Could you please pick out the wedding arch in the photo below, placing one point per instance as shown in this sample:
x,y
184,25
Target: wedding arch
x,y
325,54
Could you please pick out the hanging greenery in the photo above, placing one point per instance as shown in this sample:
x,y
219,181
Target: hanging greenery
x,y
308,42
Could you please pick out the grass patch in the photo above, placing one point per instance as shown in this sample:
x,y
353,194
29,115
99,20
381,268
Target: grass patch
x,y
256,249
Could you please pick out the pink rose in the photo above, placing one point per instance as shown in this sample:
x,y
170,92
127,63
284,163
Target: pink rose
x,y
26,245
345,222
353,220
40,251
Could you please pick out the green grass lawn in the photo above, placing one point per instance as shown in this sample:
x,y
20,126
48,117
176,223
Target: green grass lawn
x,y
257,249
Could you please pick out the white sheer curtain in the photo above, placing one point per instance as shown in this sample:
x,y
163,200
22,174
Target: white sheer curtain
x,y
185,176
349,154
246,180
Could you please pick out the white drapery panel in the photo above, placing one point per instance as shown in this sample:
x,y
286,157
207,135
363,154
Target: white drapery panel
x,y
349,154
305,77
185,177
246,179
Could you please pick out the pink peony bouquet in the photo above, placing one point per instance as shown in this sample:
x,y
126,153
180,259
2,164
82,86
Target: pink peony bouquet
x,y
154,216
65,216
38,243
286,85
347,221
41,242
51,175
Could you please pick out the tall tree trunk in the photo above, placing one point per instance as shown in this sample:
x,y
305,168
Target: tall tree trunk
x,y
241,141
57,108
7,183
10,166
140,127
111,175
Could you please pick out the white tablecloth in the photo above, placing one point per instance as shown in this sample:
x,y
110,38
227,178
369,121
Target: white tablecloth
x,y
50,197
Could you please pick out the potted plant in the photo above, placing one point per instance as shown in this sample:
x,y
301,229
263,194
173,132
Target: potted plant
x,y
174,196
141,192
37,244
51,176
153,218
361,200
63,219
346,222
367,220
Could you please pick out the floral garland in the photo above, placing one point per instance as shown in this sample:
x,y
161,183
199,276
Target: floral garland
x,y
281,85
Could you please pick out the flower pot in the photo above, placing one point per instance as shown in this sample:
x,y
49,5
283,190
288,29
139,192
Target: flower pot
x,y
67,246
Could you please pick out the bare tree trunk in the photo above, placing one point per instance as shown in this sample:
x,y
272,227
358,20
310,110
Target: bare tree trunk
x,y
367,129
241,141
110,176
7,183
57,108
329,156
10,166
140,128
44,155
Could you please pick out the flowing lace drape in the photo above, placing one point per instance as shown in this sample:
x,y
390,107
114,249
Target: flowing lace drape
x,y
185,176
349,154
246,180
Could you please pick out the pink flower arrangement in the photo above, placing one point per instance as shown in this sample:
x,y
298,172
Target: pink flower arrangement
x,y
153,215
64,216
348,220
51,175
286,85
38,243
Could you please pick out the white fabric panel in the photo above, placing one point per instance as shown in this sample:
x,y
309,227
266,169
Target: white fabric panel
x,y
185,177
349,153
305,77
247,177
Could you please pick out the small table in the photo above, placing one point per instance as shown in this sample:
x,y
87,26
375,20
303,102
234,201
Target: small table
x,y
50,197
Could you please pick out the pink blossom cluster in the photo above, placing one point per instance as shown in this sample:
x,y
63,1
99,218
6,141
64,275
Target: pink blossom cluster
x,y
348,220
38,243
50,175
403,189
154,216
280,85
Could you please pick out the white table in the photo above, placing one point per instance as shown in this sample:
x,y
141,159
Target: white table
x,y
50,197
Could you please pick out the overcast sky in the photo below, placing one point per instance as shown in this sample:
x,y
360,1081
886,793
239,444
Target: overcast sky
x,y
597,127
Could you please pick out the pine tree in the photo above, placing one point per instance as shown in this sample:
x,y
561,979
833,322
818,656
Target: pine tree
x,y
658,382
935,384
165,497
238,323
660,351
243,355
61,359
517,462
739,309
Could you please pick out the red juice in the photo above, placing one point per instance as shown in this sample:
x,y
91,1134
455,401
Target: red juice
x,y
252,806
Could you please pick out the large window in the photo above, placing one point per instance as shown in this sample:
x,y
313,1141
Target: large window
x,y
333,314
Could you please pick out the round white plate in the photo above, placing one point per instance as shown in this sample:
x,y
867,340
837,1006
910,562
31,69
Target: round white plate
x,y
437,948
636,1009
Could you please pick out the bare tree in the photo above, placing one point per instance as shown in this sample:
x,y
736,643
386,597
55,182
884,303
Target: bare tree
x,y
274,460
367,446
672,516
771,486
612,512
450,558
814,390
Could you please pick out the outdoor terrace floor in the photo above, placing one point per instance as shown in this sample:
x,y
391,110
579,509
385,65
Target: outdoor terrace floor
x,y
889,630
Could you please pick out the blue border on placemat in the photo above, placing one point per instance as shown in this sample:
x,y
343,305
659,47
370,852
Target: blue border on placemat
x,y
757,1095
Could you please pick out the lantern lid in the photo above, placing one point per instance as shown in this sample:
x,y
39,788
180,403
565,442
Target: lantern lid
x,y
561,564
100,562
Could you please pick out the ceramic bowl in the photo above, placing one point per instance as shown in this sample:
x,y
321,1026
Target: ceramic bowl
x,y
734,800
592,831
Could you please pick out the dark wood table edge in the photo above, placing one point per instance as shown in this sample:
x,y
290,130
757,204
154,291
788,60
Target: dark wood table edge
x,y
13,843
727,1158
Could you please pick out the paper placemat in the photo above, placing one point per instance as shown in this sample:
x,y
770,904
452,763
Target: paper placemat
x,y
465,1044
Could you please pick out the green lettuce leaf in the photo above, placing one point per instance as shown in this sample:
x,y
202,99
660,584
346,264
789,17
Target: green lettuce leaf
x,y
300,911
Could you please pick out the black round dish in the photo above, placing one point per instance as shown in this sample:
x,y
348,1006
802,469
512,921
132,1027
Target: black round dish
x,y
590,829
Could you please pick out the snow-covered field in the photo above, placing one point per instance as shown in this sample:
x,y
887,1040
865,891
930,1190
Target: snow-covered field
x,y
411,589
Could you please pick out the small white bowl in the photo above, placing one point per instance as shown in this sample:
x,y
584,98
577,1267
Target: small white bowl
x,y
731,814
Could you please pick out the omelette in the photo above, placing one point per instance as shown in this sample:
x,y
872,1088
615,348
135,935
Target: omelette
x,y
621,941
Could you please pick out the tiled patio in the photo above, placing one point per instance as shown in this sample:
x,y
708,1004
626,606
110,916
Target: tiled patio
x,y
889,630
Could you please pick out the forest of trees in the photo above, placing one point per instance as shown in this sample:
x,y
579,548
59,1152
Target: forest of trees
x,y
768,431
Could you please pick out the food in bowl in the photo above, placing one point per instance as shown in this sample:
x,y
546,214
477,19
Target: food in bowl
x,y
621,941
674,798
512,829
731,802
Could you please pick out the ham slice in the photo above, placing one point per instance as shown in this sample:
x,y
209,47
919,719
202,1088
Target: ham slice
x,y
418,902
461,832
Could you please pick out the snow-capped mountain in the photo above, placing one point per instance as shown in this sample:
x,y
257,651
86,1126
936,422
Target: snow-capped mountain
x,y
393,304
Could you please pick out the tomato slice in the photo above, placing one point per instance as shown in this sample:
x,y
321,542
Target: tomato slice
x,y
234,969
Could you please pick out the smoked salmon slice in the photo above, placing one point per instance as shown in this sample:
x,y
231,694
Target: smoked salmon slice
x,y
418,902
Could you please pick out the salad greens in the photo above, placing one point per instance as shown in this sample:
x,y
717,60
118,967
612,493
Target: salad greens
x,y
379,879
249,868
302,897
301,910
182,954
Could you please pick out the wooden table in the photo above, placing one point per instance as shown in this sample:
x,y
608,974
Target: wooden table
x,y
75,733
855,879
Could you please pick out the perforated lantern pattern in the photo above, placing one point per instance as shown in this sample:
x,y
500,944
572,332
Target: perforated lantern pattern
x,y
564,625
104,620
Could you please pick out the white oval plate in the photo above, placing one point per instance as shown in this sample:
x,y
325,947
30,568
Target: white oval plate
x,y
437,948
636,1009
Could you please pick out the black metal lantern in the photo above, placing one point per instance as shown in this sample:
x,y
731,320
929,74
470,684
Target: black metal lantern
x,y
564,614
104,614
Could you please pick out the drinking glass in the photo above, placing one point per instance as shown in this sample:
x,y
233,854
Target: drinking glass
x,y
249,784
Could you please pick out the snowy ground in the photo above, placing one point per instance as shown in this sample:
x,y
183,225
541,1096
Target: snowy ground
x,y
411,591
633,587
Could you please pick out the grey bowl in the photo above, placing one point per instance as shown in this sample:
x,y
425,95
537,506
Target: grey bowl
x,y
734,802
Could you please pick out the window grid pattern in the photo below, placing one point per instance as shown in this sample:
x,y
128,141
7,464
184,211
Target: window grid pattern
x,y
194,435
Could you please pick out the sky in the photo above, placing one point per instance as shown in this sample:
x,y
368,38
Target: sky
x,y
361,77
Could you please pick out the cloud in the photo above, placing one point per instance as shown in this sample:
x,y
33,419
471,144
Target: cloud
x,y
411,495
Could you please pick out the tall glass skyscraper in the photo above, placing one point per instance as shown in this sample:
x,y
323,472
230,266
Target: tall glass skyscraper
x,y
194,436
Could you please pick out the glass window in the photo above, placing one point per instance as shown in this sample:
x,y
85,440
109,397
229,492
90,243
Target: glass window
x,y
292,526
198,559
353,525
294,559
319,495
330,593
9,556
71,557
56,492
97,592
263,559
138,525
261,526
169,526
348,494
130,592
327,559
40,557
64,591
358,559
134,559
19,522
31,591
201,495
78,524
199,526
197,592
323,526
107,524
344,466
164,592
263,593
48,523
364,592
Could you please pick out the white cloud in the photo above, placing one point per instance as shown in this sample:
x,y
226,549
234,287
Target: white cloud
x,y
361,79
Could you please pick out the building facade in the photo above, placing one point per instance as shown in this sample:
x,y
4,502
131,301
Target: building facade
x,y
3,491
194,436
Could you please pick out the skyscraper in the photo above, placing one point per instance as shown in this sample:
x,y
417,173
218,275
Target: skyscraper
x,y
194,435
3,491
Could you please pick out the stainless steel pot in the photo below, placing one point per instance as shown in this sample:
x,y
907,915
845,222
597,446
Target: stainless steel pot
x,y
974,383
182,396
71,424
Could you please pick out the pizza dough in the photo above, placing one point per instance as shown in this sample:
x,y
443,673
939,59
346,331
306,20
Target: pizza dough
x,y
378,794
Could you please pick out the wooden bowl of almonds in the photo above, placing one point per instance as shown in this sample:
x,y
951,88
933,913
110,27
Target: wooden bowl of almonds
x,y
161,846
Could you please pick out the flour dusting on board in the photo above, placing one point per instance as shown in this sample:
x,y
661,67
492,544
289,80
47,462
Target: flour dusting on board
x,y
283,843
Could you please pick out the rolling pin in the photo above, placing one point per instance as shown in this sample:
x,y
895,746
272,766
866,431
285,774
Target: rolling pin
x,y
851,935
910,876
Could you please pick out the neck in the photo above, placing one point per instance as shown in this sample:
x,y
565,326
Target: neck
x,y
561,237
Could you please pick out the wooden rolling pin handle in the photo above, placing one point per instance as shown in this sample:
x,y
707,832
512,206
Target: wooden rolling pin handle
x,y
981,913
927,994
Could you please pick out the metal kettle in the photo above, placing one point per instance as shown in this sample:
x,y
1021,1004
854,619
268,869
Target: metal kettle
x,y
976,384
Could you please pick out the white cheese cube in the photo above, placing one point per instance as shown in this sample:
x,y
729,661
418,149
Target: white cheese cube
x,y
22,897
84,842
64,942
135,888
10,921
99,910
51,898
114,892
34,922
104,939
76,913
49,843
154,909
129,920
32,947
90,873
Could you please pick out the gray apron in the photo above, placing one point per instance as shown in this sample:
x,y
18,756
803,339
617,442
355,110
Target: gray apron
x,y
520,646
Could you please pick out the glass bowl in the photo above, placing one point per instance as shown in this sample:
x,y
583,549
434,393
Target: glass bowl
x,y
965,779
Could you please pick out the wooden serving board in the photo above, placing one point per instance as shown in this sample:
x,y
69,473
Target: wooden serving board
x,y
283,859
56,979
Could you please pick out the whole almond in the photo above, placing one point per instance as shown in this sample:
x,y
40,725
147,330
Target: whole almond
::::
▶ What to work on: Reproduce exactly, with nothing added, the lines from the one that contains "Could you please pick out the gray" to the end of the data.

▶ Written solution:
Could you please pick out the gray apron in the photo above, placing one point per instance as shown in this sample:
x,y
18,756
803,339
617,442
355,110
Target: gray apron
x,y
520,646
Could you please pick out the glass bowl in the photo above, placing one point per instance as shown in this sample:
x,y
583,549
434,393
Target: glass bowl
x,y
965,779
Could you please pick out the wooden serving board in the photo above, placing one point per instance as shown in this sample:
x,y
69,473
Target: wooden serving board
x,y
283,859
56,979
Could you please pick out the whole almond in the photo above, placing one point per instance as shown in this sample:
x,y
40,725
147,330
Target: whole almond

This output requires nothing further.